Return the material below word for word, keeping every line as it appears but omitting the pictures.
------ Listing ------
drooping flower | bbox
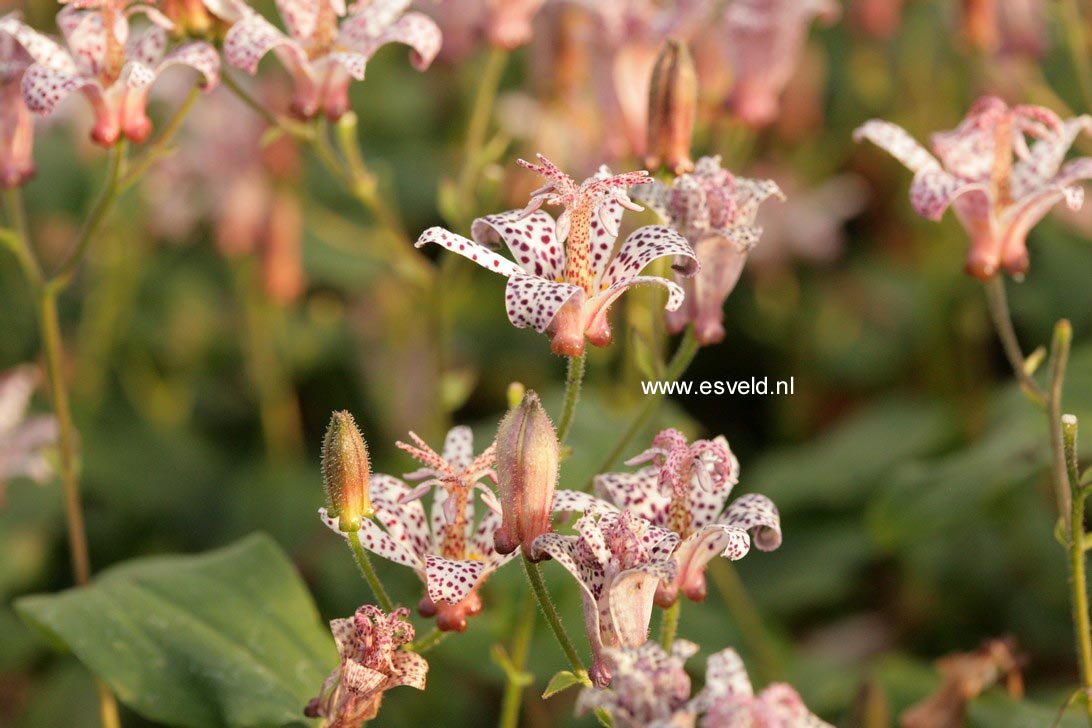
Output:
[0,17,34,187]
[577,640,698,728]
[0,3,219,146]
[723,0,839,127]
[854,96,1092,281]
[691,648,833,728]
[224,0,441,120]
[632,157,784,345]
[0,365,57,503]
[304,605,428,728]
[533,506,678,688]
[494,392,558,558]
[319,427,514,632]
[416,155,698,356]
[554,430,781,607]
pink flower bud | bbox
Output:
[494,391,558,557]
[644,38,698,175]
[322,410,376,532]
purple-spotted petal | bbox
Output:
[853,119,940,174]
[720,493,781,551]
[601,225,699,290]
[425,556,485,605]
[414,227,523,276]
[505,275,584,334]
[224,11,308,75]
[471,211,565,281]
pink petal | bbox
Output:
[155,41,219,92]
[720,493,781,551]
[601,225,699,290]
[608,561,675,647]
[595,467,672,526]
[22,63,89,115]
[224,11,308,75]
[425,556,485,605]
[337,13,443,71]
[505,272,584,334]
[471,211,565,279]
[414,227,523,276]
[368,473,432,558]
[853,119,940,174]
[0,13,79,75]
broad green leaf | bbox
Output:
[543,670,580,700]
[15,534,336,728]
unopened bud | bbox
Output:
[494,391,558,558]
[644,38,698,175]
[322,410,376,533]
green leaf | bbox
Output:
[543,670,580,700]
[15,534,336,727]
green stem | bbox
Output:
[405,626,451,655]
[523,557,592,685]
[1058,415,1092,725]
[46,141,126,291]
[708,559,781,682]
[348,530,394,614]
[595,327,701,473]
[497,594,535,728]
[557,351,587,444]
[660,599,683,652]
[985,275,1043,408]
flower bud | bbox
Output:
[494,391,558,558]
[322,410,376,532]
[645,38,698,175]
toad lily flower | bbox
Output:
[0,365,57,502]
[577,640,698,728]
[304,605,428,728]
[554,430,781,607]
[633,157,785,345]
[416,155,698,356]
[854,96,1092,281]
[0,17,34,187]
[223,0,441,120]
[0,3,219,146]
[319,427,514,632]
[533,510,678,688]
[691,648,832,728]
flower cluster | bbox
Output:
[416,155,699,356]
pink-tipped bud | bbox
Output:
[494,391,558,558]
[322,410,376,533]
[644,38,698,175]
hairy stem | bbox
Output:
[557,351,587,444]
[595,327,701,473]
[1058,415,1092,724]
[523,557,592,685]
[348,530,395,611]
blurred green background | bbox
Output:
[6,0,1092,727]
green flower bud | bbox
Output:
[494,390,558,557]
[322,409,376,533]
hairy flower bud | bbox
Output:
------
**Answer to this exercise**
drooping flower | bbox
Output:
[0,17,34,187]
[577,640,698,728]
[0,3,219,146]
[723,0,839,127]
[854,96,1092,281]
[691,648,833,728]
[224,0,441,120]
[632,157,784,345]
[0,365,57,503]
[304,605,428,728]
[533,506,678,688]
[494,392,558,558]
[319,427,514,632]
[416,155,698,356]
[554,430,781,607]
pink flower bud | bbox
Output:
[494,391,558,557]
[644,38,698,175]
[322,410,376,532]
purple-spotted petal | bbox
Output:
[853,119,940,174]
[720,493,781,551]
[601,225,699,290]
[425,556,485,605]
[414,227,523,276]
[505,275,584,334]
[224,11,308,75]
[471,211,565,281]
pink petal | bbox
Output:
[155,41,219,92]
[720,493,781,551]
[601,225,699,290]
[608,561,675,647]
[595,467,672,526]
[22,63,89,115]
[224,11,308,75]
[425,556,485,605]
[337,13,443,71]
[505,272,584,334]
[471,211,565,279]
[414,227,523,276]
[368,473,432,558]
[853,119,940,174]
[0,13,79,75]
broad green leaf | bbox
Output:
[543,670,580,700]
[15,534,336,728]
unopened bud | bbox
Output:
[494,391,558,558]
[644,38,698,175]
[322,410,376,533]
green leaf | bbox
Output:
[543,670,580,700]
[15,534,336,727]
green stem | bbox
Output:
[405,626,451,655]
[523,557,592,685]
[1058,415,1092,725]
[46,141,126,291]
[708,559,781,682]
[348,530,394,614]
[595,327,701,473]
[497,594,535,728]
[557,351,587,444]
[660,599,683,652]
[985,275,1043,408]
flower bud | bbox
Output:
[494,391,558,558]
[322,410,376,532]
[645,38,698,175]
toad lily flower | bbox
Output:
[0,365,57,502]
[577,640,698,728]
[304,605,428,728]
[554,430,781,607]
[633,157,785,345]
[416,155,698,356]
[854,96,1092,281]
[0,17,34,187]
[223,0,441,120]
[0,3,219,146]
[319,427,514,632]
[533,510,678,688]
[691,648,832,728]
flower cluster | bbox
Output:
[416,155,699,356]
pink-tipped bud | bbox
Output:
[494,391,558,558]
[322,410,376,533]
[644,38,698,175]
hairy stem | bbox
Output:
[557,351,587,444]
[595,327,701,473]
[1058,415,1092,724]
[523,557,592,685]
[348,530,395,611]
blurred green background | bbox
Output:
[6,0,1092,727]
green flower bud | bbox
Output:
[494,390,558,557]
[322,409,376,533]
hairy flower bud | bbox
Output:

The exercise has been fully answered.